**DATA ROWS**
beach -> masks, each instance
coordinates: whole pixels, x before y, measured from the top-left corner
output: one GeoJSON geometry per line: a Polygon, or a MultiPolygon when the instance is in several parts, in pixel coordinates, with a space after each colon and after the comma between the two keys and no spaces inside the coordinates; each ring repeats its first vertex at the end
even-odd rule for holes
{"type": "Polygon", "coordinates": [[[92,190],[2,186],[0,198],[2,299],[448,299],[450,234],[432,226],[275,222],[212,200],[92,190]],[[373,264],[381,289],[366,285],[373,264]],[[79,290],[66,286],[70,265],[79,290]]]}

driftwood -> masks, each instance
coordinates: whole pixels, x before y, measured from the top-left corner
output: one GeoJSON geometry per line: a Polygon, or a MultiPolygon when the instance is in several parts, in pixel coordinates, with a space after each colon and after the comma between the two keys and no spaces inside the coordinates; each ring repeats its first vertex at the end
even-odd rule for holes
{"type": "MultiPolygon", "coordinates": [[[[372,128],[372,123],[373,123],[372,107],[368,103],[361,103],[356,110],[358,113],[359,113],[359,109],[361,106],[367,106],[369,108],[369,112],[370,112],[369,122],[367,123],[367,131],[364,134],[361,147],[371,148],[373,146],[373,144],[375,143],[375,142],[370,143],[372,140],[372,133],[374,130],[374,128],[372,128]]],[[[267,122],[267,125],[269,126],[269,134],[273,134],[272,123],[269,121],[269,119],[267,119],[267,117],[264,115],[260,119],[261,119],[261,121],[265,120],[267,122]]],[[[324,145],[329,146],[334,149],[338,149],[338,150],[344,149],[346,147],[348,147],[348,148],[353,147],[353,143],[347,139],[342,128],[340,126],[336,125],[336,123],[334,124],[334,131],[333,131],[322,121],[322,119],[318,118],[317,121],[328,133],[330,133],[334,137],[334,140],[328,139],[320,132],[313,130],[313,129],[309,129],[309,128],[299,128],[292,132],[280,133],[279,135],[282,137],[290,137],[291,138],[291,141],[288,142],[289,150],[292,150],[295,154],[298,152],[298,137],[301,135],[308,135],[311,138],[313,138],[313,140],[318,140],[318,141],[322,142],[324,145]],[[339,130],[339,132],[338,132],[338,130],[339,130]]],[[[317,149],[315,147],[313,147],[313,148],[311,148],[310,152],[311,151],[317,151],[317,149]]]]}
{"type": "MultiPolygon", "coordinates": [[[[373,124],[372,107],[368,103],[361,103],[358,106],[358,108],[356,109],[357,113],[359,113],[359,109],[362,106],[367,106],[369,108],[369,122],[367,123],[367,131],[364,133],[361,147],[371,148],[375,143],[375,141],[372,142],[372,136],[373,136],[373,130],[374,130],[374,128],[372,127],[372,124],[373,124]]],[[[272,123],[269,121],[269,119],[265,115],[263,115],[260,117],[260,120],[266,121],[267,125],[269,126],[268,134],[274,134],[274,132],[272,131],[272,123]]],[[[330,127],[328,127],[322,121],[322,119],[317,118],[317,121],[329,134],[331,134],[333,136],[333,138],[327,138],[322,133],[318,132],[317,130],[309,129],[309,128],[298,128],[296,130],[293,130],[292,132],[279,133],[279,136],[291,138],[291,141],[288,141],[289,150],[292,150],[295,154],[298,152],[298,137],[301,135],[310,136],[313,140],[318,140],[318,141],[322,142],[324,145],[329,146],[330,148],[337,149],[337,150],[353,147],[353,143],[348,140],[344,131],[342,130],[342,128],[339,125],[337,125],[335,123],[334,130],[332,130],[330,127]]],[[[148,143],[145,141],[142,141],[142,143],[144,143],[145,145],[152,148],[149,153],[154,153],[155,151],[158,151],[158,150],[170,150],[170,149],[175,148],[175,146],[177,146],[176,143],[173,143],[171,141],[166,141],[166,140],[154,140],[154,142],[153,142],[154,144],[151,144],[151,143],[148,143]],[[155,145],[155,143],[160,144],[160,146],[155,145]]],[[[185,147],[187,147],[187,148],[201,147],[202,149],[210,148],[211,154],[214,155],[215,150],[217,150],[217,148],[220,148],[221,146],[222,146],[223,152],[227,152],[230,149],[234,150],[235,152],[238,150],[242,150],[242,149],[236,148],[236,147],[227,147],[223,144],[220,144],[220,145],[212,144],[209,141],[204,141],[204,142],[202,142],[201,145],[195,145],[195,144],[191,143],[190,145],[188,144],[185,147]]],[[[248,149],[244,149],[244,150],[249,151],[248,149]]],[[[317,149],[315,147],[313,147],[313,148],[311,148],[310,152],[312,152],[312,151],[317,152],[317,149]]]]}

**WRITTEN EXERCISE**
Show every line of the items above that contains the string "each", matching its case exactly.

**REPLY TO THE TASK**
beach -> masks, each instance
output: one GeoJSON geometry per line: a Polygon, or a MultiPolygon when the instance is in several parts, in pixel coordinates, with a space after each colon and after the comma between the two keys and no spaces inside the coordinates; each ring repeats its first vertex at the end
driftwood -> masks, each instance
output: one GeoJSON geometry per line: a Polygon, or a MultiPolygon when the instance is in several parts, in pixel coordinates, with a space after each colon and after the comma between the two keys and no spaces inside the coordinates; each ring repeats its first vertex at the end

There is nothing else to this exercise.